Collected data entries
....................
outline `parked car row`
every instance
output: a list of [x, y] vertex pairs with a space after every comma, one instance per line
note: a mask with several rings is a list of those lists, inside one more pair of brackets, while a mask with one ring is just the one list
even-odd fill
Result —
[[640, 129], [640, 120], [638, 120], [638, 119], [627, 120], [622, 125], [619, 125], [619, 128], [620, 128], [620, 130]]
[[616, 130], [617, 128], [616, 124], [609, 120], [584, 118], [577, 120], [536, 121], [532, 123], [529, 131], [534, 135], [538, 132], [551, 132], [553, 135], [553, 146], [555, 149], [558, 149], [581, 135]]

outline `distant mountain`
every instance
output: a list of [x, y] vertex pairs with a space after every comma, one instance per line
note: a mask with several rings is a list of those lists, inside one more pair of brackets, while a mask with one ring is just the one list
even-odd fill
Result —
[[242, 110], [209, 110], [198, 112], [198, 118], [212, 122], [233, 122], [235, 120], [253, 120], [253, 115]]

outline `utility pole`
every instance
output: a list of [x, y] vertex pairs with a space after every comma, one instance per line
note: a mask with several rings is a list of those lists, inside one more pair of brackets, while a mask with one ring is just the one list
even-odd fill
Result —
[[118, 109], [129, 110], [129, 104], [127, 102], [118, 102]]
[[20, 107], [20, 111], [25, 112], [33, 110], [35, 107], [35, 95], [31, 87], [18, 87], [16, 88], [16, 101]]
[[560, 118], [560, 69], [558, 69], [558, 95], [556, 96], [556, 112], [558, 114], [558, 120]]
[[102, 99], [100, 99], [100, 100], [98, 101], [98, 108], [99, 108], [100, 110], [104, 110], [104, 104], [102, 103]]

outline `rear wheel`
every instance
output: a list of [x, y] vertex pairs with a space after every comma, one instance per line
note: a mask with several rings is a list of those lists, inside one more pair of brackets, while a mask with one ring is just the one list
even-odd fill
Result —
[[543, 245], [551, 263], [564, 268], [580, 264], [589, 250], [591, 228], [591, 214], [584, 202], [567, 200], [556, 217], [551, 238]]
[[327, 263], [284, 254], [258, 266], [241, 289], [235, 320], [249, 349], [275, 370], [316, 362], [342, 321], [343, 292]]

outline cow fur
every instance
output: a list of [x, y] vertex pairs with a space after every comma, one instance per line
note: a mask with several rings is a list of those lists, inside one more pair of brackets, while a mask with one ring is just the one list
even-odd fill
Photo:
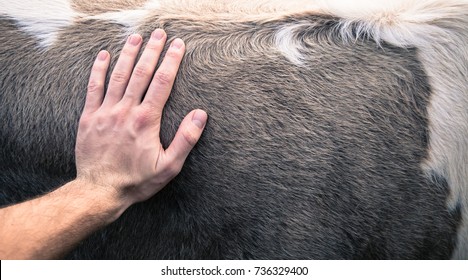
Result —
[[346, 3], [0, 0], [0, 204], [74, 178], [95, 55], [164, 28], [163, 143], [206, 130], [69, 258], [468, 258], [468, 2]]

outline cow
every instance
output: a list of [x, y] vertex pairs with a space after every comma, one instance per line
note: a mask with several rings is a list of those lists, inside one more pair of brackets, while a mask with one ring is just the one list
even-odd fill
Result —
[[0, 205], [76, 176], [92, 62], [163, 28], [186, 54], [160, 193], [69, 259], [468, 258], [468, 1], [0, 0]]

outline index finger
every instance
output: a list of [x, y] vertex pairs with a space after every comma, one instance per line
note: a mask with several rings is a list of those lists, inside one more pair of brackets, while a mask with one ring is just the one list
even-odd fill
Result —
[[151, 105], [159, 114], [162, 112], [174, 85], [184, 52], [184, 42], [181, 39], [175, 39], [156, 71], [142, 105]]

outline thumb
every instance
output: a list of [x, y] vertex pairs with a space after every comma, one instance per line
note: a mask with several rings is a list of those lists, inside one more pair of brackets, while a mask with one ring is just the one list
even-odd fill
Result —
[[165, 151], [165, 156], [177, 170], [182, 169], [185, 159], [200, 139], [207, 120], [206, 112], [197, 109], [185, 116], [180, 124], [172, 143]]

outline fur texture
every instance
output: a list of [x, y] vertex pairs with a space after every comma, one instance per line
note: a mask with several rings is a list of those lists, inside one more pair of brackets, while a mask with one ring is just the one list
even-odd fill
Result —
[[0, 5], [0, 16], [14, 19], [23, 31], [38, 38], [43, 48], [52, 45], [57, 32], [78, 16], [68, 0], [2, 0]]
[[129, 32], [186, 42], [164, 143], [190, 109], [210, 120], [70, 258], [467, 257], [466, 1], [95, 3], [48, 14], [52, 41], [0, 13], [0, 202], [73, 178], [89, 68]]

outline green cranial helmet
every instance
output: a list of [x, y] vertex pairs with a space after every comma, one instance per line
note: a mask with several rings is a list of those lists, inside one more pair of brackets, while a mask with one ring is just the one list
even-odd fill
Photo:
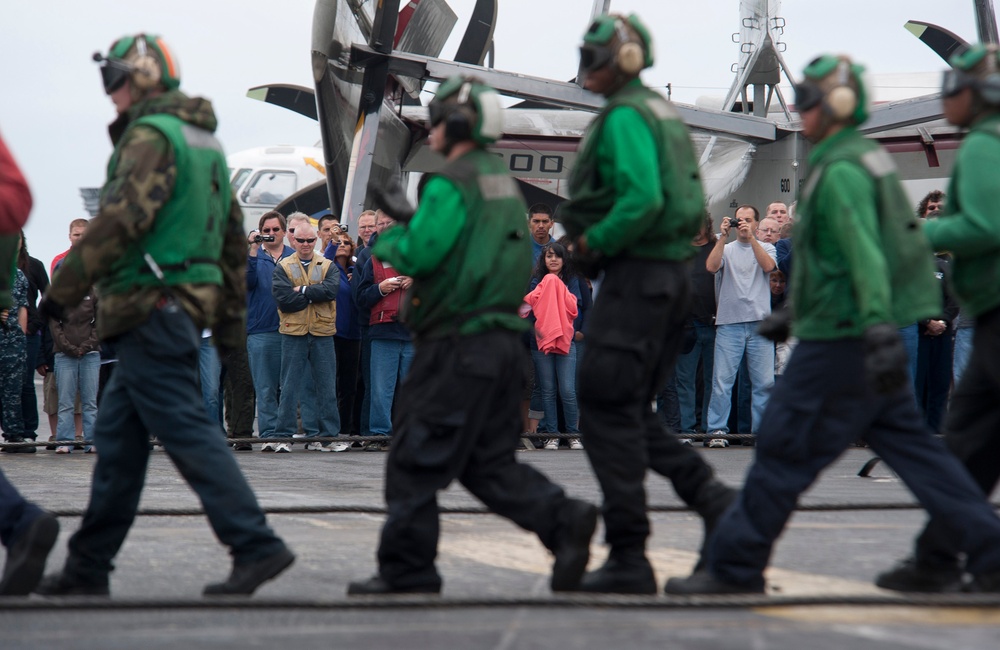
....................
(Required work) Quote the entries above word for word. Leave the images out.

(Response to this exercise)
outline `parked car row`
every instance
output: a list of [x, y] vertex pairs with a space after every comma, one instance per line
note: a mask with several rings is a list of those lists, inside one more pair of brackets, while a mask with one ring is just the one list
even-odd fill
Result —
[[640, 129], [640, 120], [638, 120], [638, 119], [627, 120], [622, 125], [619, 125], [619, 128], [620, 128], [620, 130]]
[[616, 130], [617, 128], [616, 124], [609, 120], [584, 118], [577, 120], [536, 121], [532, 123], [529, 131], [534, 135], [538, 132], [551, 132], [553, 135], [553, 146], [555, 149], [558, 149], [581, 135]]

outline `distant mountain`
every instance
output: a list of [x, y] vertex pairs with a space after every comma, one instance per line
note: a mask with several rings is a list of those lists, inside one more pair of brackets, while a mask with one ring is just the one list
even-odd fill
Result —
[[242, 110], [209, 110], [198, 112], [198, 118], [212, 122], [233, 122], [235, 120], [253, 120], [253, 115]]

outline `utility pole`
every instance
output: a list of [x, y] vertex pairs with a space after every comma, one instance per line
note: a mask with several rings is a list of those lists, inside one more pair of brackets, while a mask with one ring is just the one list
even-odd fill
Result —
[[118, 109], [129, 110], [129, 104], [127, 102], [118, 102]]
[[20, 107], [20, 111], [25, 112], [33, 110], [35, 107], [35, 95], [31, 87], [18, 87], [16, 88], [16, 101]]
[[560, 118], [560, 69], [558, 69], [558, 95], [556, 96], [556, 112], [558, 114], [558, 120]]
[[102, 99], [100, 99], [100, 100], [98, 101], [98, 108], [99, 108], [100, 110], [104, 110], [104, 104], [102, 103]]

outline `rear wheel`
every instance
output: a list of [x, y] vertex pairs with a space after every comma, one instance per line
note: a mask with several rings is a list of those lists, inside one more pair of brackets, while a mask with one ring is just the one list
even-odd fill
Result —
[[543, 245], [551, 263], [564, 268], [580, 264], [589, 250], [591, 228], [591, 214], [584, 202], [567, 200], [556, 217], [551, 238]]
[[327, 263], [284, 254], [258, 266], [241, 289], [235, 320], [249, 349], [275, 370], [316, 362], [342, 321], [343, 292]]

outline cow fur
every instance
output: a list of [x, y] vertex pairs with a space after every comma, one instance per line
note: a mask with several rings is a list of those lists, inside one more pair of brackets, while a mask with one ring is just the one list
even-odd fill
Photo:
Result —
[[346, 3], [0, 0], [0, 204], [74, 178], [95, 55], [164, 28], [163, 143], [206, 130], [69, 258], [468, 258], [468, 2]]

outline cow
every instance
output: a list of [x, y] vertex pairs with a space after every comma, one instance per line
note: a mask with several rings is a list of those lists, inside one more pair of brackets, while a mask with one ring is just the one list
even-odd fill
Result —
[[0, 205], [76, 176], [92, 62], [163, 28], [186, 54], [160, 193], [69, 259], [468, 258], [468, 1], [0, 0]]

outline index finger
every instance
output: a list of [x, y] vertex pairs with a space after every comma, one instance per line
note: a mask with several rings is a list of those lists, inside one more pair of brackets, while a mask with one ring is just the one list
even-odd fill
Result —
[[151, 105], [159, 114], [162, 112], [174, 85], [184, 52], [184, 42], [181, 39], [175, 39], [156, 71], [142, 105]]

outline thumb
every instance
output: a list of [x, y] vertex pairs with a space after every comma, one instance per line
note: a mask with several rings is a list of those lists, inside one more pair of brackets, while a mask with one ring is just the one list
even-odd fill
Result —
[[165, 151], [165, 156], [177, 170], [182, 169], [185, 159], [200, 139], [207, 120], [206, 112], [197, 109], [185, 116], [180, 124], [172, 143]]

outline fur texture
every instance
output: a list of [x, y] vertex pairs with a space after every comma, one instance per line
note: a mask with several rings is a list of those lists, inside one more pair of brackets, while a mask with one ring is just the one list
even-odd fill
Result —
[[0, 5], [0, 16], [14, 19], [23, 31], [38, 38], [43, 48], [52, 45], [57, 32], [78, 16], [68, 0], [2, 0]]
[[129, 32], [186, 42], [164, 143], [190, 109], [210, 120], [70, 258], [467, 257], [466, 1], [95, 3], [48, 14], [52, 41], [0, 13], [0, 202], [73, 178], [89, 68]]

outline green cranial helmet
every instance
output: a list of [x, y] vertex pairs with a space after every comma, one instance per line
note: a mask with several rings is a list of those lists, inside one more pair of brackets, while a mask with one ring is just the one list
even-odd fill
Photo:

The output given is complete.